▸ **AIM OF THE TASK**
Continue the passage on teachers and educational research, picking up after its final sentence.

Let's read and respond to the research that is there–seriously, there's a lot out there that gets read only by other researchers, not classroom practitioners. Once we've read and discussed what's out there, let's get more invested in the research ourselves, conducting teacher action-research, forming Critical Friends Networks and Professional Learning Communities, and sharing what we find with each other and inviting its critique.
We are imperfect, and our field is imperfect. We'll shake apart, though, if we can't accept the ambiguities and messy evolutions that form our enterprise, or if we lose interest in keeping up with an ever-changing profession. Too much is at stake to remain aloof or instructionally impotent. It's unsettling to not have a clear view of the path ahead, but that's an enticing challenge—to boldly go. The successful among us see the merits of informed discussion and the limits of argument from myth. Though we might lack the tools to get it right every time, we are attentive to others' research while contributing research of our own. We make the most conscientious decision we can, given our growing expertise and the context of any given moment. For most of us, that'll do.

▸ **RECORDED DATA**
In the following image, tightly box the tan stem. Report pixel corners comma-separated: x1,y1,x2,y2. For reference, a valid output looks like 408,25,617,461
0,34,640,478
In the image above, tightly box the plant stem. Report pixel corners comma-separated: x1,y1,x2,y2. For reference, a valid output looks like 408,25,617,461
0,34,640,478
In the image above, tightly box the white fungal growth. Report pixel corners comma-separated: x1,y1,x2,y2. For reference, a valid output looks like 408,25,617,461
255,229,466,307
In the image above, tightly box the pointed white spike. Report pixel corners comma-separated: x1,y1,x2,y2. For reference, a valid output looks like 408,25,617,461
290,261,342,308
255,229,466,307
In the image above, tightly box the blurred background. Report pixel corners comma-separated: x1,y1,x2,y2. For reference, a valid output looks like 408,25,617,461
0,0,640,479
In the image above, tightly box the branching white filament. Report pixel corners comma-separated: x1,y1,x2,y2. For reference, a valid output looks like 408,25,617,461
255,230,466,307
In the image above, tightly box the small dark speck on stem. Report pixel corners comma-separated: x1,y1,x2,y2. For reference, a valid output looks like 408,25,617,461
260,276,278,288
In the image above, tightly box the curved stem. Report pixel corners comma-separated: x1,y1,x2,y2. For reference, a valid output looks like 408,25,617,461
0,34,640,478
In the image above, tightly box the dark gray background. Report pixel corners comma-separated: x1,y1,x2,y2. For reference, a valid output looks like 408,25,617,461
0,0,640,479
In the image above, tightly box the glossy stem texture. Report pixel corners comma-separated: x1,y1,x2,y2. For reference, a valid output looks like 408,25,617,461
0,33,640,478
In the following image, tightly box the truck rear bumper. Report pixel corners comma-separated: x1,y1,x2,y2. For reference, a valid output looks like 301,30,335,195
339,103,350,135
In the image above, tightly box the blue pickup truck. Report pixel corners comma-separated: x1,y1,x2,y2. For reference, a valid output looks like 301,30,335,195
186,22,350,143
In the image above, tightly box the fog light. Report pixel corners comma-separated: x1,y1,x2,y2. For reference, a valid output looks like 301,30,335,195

▸ **OUTPUT FOR THIS TASK**
I continue to find myself coming back to the learning I gained from our Challenge Success training and the insight from Denise Pope, Madeline Levine, and Marc Brackett. Wormeli’s post and the emphasis on shared adult learning connects directly with Brackett’s insight and his ‘# 1s’:
- The # 1 predictor of engagement is relevance
- The # 1 priority is adult development (‘adult development over child development’) - ‘we can’t ask people to do things we don’t do ourselves’
- The # 1 challenge we face is getting adults to see it as their inherent responsibility to do their own professional development
Circling back to some thoughts I shared last week (Fostering Strengths) from Madeline Levine help to provide some context for our need to ‘try things out’ and look forward, even when things are uncertain and unclear...
- We need flexibility, agility, take risks, try and try again
- VUCA - Volatile, Uncertain, Complex, Ambiguous - that is the world
- In times of uncertainty, we go back to status quo - that’s not good
- No consensus on what students are going to need (scary, worrisome)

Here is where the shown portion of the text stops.